* WHAT TO DO: Your task is to repeat the entries word for word while leaving out the pictures.

### DATA

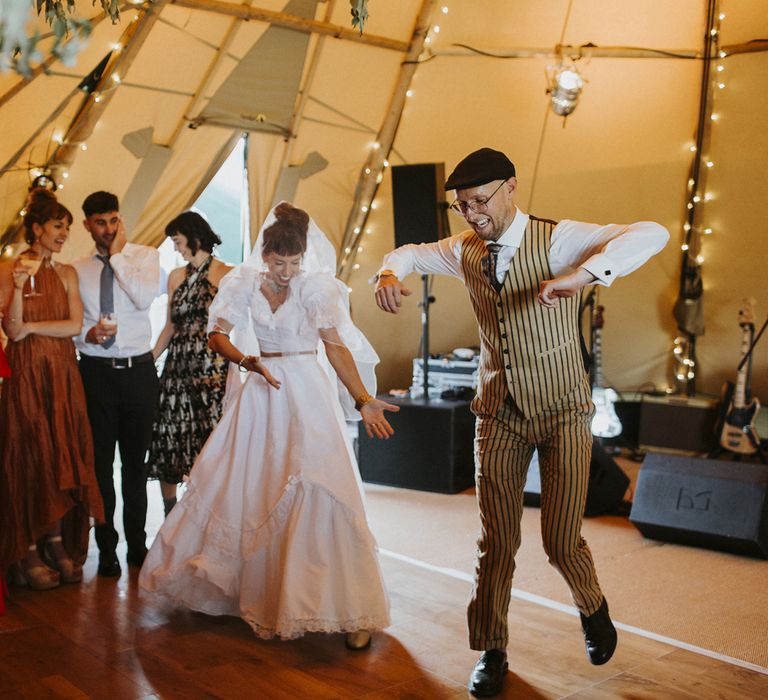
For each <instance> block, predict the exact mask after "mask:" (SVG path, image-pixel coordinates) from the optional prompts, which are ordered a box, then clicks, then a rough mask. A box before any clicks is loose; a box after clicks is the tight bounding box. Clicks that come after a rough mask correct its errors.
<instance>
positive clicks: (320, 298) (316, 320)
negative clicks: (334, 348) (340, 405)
mask: <svg viewBox="0 0 768 700" xmlns="http://www.w3.org/2000/svg"><path fill="white" fill-rule="evenodd" d="M301 303H302V306H303V307H304V309H305V310H306V312H307V320H308V322H309V323H310V324H311V325H312V326H313V327H314V328H317V329H318V330H322V329H326V328H334V329H335V330H336V332H337V333H338V334H339V338H341V341H342V343H344V345H345V346H346V347H347V349H348V350H349V351H350V353H351V354H352V358H353V359H354V361H355V365H356V366H357V371H358V373H359V374H360V379H361V380H362V382H363V385H364V386H365V389H366V391H367V392H368V393H369V394H371V395H372V396H375V395H376V365H377V364H378V363H379V356H378V355H377V354H376V351H375V350H374V349H373V346H372V345H371V344H370V343H369V342H368V339H367V338H366V337H365V335H364V334H363V332H362V331H361V330H360V329H359V328H358V327H357V326H356V325H355V324H354V323H353V322H352V317H351V316H350V312H349V292H348V290H347V286H346V285H345V284H344V283H343V282H341V281H340V280H337V279H335V278H334V277H331V276H330V275H324V274H318V275H310V276H308V277H307V279H306V280H305V281H304V284H303V287H302V290H301ZM320 345H321V346H322V343H320ZM321 350H322V347H321ZM322 360H323V365H324V366H325V368H326V371H327V372H328V373H329V376H330V377H331V379H332V380H334V381H335V382H336V384H337V387H338V398H339V402H340V403H341V407H342V409H343V410H344V416H345V418H346V419H347V420H360V413H359V412H358V411H357V410H356V409H355V401H354V398H353V397H352V396H350V394H349V392H348V391H347V389H346V387H345V386H344V385H343V384H342V383H341V381H340V380H339V379H338V377H337V376H336V373H335V372H334V371H333V368H332V367H331V366H330V362H328V360H327V358H325V357H324V353H323V357H322Z"/></svg>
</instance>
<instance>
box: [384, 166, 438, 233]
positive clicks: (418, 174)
mask: <svg viewBox="0 0 768 700" xmlns="http://www.w3.org/2000/svg"><path fill="white" fill-rule="evenodd" d="M444 185H445V167H444V165H443V164H442V163H425V164H420V165H395V166H394V167H393V168H392V208H393V209H394V213H395V246H401V245H405V244H406V243H431V242H434V241H437V240H439V239H441V238H443V237H445V236H447V235H449V231H448V222H447V221H446V207H447V205H446V203H445V192H444V191H443V186H444Z"/></svg>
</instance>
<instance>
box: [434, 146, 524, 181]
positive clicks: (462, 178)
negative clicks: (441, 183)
mask: <svg viewBox="0 0 768 700" xmlns="http://www.w3.org/2000/svg"><path fill="white" fill-rule="evenodd" d="M514 176H515V166H514V164H513V163H512V161H511V160H510V159H509V158H507V156H505V155H504V154H503V153H502V152H501V151H494V150H493V149H492V148H481V149H480V150H479V151H475V152H474V153H470V154H469V155H468V156H467V157H466V158H464V160H462V161H461V162H460V163H459V164H458V165H457V166H456V167H455V168H454V169H453V172H452V173H451V174H450V176H449V177H448V179H447V180H446V181H445V189H446V190H465V189H467V188H468V187H479V186H480V185H485V184H486V183H487V182H493V181H494V180H506V179H507V178H509V177H514Z"/></svg>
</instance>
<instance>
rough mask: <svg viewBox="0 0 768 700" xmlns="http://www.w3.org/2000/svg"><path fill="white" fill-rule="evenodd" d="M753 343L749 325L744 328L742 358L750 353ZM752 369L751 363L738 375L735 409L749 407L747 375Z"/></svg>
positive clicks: (735, 393) (734, 402)
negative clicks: (735, 408)
mask: <svg viewBox="0 0 768 700" xmlns="http://www.w3.org/2000/svg"><path fill="white" fill-rule="evenodd" d="M751 342H752V327H751V326H750V325H749V324H745V325H744V326H742V336H741V357H742V358H743V357H744V356H745V355H746V354H747V353H748V352H749V346H750V345H751ZM750 368H751V365H750V363H749V362H745V363H744V366H743V367H742V368H741V369H740V370H739V371H738V373H737V374H736V386H735V388H734V390H733V406H734V408H745V407H746V405H747V374H748V372H749V370H750Z"/></svg>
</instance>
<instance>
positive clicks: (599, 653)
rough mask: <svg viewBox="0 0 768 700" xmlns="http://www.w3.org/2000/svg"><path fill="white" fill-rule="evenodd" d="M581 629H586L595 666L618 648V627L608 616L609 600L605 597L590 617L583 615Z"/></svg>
mask: <svg viewBox="0 0 768 700" xmlns="http://www.w3.org/2000/svg"><path fill="white" fill-rule="evenodd" d="M579 614H580V615H581V613H579ZM581 629H582V630H583V631H584V641H585V642H586V646H587V656H588V657H589V660H590V662H592V663H593V664H594V665H595V666H600V665H601V664H604V663H606V662H607V661H608V660H609V659H610V658H611V657H612V656H613V652H614V651H615V650H616V641H617V638H616V628H615V627H614V626H613V623H612V622H611V618H610V617H609V616H608V601H606V599H605V598H603V602H602V603H600V607H599V608H598V609H597V611H596V612H594V613H592V614H591V615H590V616H589V617H586V616H585V615H581Z"/></svg>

######

* RESULT OF THE TASK:
For each <instance> block, predict the exact mask after "mask:" (SVG path, image-pixel coordinates) from the optional prompts, which are ordered a box, then clicks, then a rough mask. A box before any clicks is loose; a box after clicks is the tight bounding box. Clicks that come after a rough mask correct its errors.
<instance>
positive clicks: (320, 298) (316, 320)
negative clicks: (334, 348) (340, 405)
mask: <svg viewBox="0 0 768 700" xmlns="http://www.w3.org/2000/svg"><path fill="white" fill-rule="evenodd" d="M301 303H302V306H303V307H304V309H305V310H306V312H307V320H308V322H309V323H310V324H311V325H312V326H313V327H314V328H317V329H318V330H322V329H326V328H334V329H335V330H336V332H337V333H338V334H339V338H341V341H342V343H344V345H345V346H346V347H347V349H348V350H349V351H350V353H351V354H352V358H353V359H354V361H355V365H356V366H357V371H358V373H359V374H360V379H361V380H362V382H363V385H364V386H365V389H366V391H367V392H368V393H369V394H371V395H372V396H375V395H376V365H377V364H378V363H379V356H378V355H377V354H376V351H375V350H374V349H373V346H372V345H371V344H370V343H369V342H368V339H367V338H366V337H365V335H364V334H363V332H362V331H361V330H360V329H359V328H358V327H357V326H356V325H355V324H354V323H353V322H352V317H351V316H350V312H349V292H348V290H347V286H346V285H345V284H344V283H343V282H341V281H340V280H337V279H335V278H334V277H331V276H330V275H324V274H318V275H310V276H308V277H307V279H306V280H305V281H304V284H303V287H302V290H301ZM320 345H321V346H322V343H320ZM321 350H322V347H321ZM322 360H323V365H324V366H325V368H326V371H327V372H328V373H329V376H330V377H331V379H332V380H334V381H335V382H336V384H337V387H338V398H339V402H340V403H341V407H342V409H343V410H344V416H345V418H346V419H347V420H360V413H359V412H358V411H357V410H356V409H355V401H354V398H353V397H352V396H350V394H349V392H348V391H347V389H346V387H345V386H344V385H343V384H342V383H341V381H340V380H339V379H338V377H337V376H336V373H335V372H334V371H333V368H332V367H331V366H330V362H328V360H327V358H325V357H324V353H323V357H322Z"/></svg>
</instance>
<instance>
box: [384, 166, 438, 233]
positive clicks: (418, 174)
mask: <svg viewBox="0 0 768 700" xmlns="http://www.w3.org/2000/svg"><path fill="white" fill-rule="evenodd" d="M444 185H445V167H444V165H443V164H442V163H425V164H420V165H395V166H394V167H393V168H392V208H393V209H394V213H395V246H401V245H405V244H406V243H431V242H434V241H437V240H439V239H441V238H443V237H445V236H447V235H449V231H448V222H447V221H446V207H447V205H446V203H445V192H444V191H443V186H444Z"/></svg>
</instance>
<instance>
box: [434, 146, 524, 181]
positive clicks: (462, 178)
negative clicks: (441, 183)
mask: <svg viewBox="0 0 768 700" xmlns="http://www.w3.org/2000/svg"><path fill="white" fill-rule="evenodd" d="M514 176H515V166H514V164H513V163H512V161H511V160H510V159H509V158H507V156H505V155H504V154H503V153H502V152H501V151H494V150H493V149H492V148H481V149H480V150H479V151H475V152H474V153H470V154H469V155H468V156H467V157H466V158H464V160H462V161H461V162H460V163H459V164H458V165H457V166H456V167H455V168H454V169H453V172H452V173H451V174H450V176H449V177H448V179H447V180H446V181H445V189H446V190H465V189H467V188H468V187H479V186H480V185H485V184H486V183H487V182H493V181H494V180H506V179H507V178H509V177H514Z"/></svg>
</instance>
<instance>
rough mask: <svg viewBox="0 0 768 700" xmlns="http://www.w3.org/2000/svg"><path fill="white" fill-rule="evenodd" d="M753 343L749 325L744 328L742 358L750 353ZM752 369L751 363L738 375L735 409L749 407L747 375Z"/></svg>
positive clicks: (735, 393) (734, 402)
negative clicks: (735, 408)
mask: <svg viewBox="0 0 768 700" xmlns="http://www.w3.org/2000/svg"><path fill="white" fill-rule="evenodd" d="M751 342H752V327H751V326H750V325H749V324H745V325H744V326H742V336H741V357H742V358H743V357H744V356H745V355H746V354H747V353H748V352H749V346H750V345H751ZM750 368H751V365H750V363H749V362H745V363H744V366H743V367H742V368H741V369H740V370H739V371H738V373H737V374H736V386H735V388H734V390H733V406H734V408H745V407H746V405H747V374H748V372H749V370H750Z"/></svg>
</instance>
<instance>
positive clicks: (599, 653)
rough mask: <svg viewBox="0 0 768 700" xmlns="http://www.w3.org/2000/svg"><path fill="white" fill-rule="evenodd" d="M581 629H586L595 666L618 648V627L608 616L609 600L605 597L590 617L583 615Z"/></svg>
mask: <svg viewBox="0 0 768 700" xmlns="http://www.w3.org/2000/svg"><path fill="white" fill-rule="evenodd" d="M579 614H580V615H581V613H579ZM581 629H582V630H583V631H584V641H585V642H586V646H587V656H588V657H589V660H590V662H592V663H593V664H594V665H595V666H600V665H601V664H604V663H606V662H607V661H608V660H609V659H610V658H611V657H612V656H613V652H614V651H615V650H616V641H617V638H616V628H615V627H614V626H613V623H612V622H611V618H610V617H609V616H608V601H606V599H605V598H603V602H602V603H600V607H599V608H598V609H597V611H596V612H594V613H592V614H591V615H590V616H589V617H586V616H585V615H581Z"/></svg>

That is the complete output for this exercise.